[ENUNCIADO A]:
Duplique, sem qualquer alteração, todas as linhas do bloco que aparece a seguir ao excerto sobre custas judiciais.

[EXCERTO SELECIONADO]:
Com a preocupação de simplificar ao máximo o processamento das custas de modo a, como se diz no próprio exórdio, tomar mais acessível ‘a matéria de custas judiciais (que) está actualmente regulada de forma complexa, sendo reconhecida a sua difícil acessibilidade à generalidade dos cidadãos, bem como grande maioria dos operadores judiciais, com evidentes prejuízos para todos os interessados’[2], o legislador acabou por criar, ao arrepio dos mais elementares princípios de justiça, boa fé e bom senso, um sistema profundamente injusto, apto a criar desigualdades no tratamento das partes processuais.

É certo que o artº 8° do Código Civil diz que ‘o dever de obediência à lei não pode ser afastado sob pretexto de ser injusto ou imoral o conteúdo do preceito legislativo’[3]

No entanto, apesar de, em nosso modesto entendimento, a supra citada norma ser de questionável conformidade com a Constituição da República Portuguesa (CRP), a qual ainda é a lei máxima do País e, portanto, prevalece sobre as restantes (artºs 204° e 277° do CRP) ela não traduz a plenitude da ciência jurídica ou seja, do Direito.

[ENUNCIADO B]:
Transcreva fielmente um trecho do excerto sobre custas judiciais: comece nas palavras "Com a preocupação" e pare depois de "das partes processuais.".

[LINHAS A TRATAR]:
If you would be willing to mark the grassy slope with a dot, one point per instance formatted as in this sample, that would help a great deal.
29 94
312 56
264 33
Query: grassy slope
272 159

[RESPOSTA ESCRITA A]:
If you would be willing to mark the grassy slope with a dot, one point per instance formatted as in this sample, that would help a great deal.
29 94
312 56
264 33
Query: grassy slope
272 159

[RESPOSTA ESCRITA B]:
Com a preocupação de simplificar ao máximo o processamento das custas de modo a, como se diz no próprio exórdio, tomar mais acessível ‘a matéria de custas judiciais (que) está actualmente regulada de forma complexa, sendo reconhecida a sua difícil acessibilidade à generalidade dos cidadãos, bem como grande maioria dos operadores judiciais, com evidentes prejuízos para todos os interessados’[2], o legislador acabou por criar, ao arrepio dos mais elementares princípios de justiça, boa fé e bom senso, um sistema profundamente injusto, apto a criar desigualdades no tratamento das partes processuais.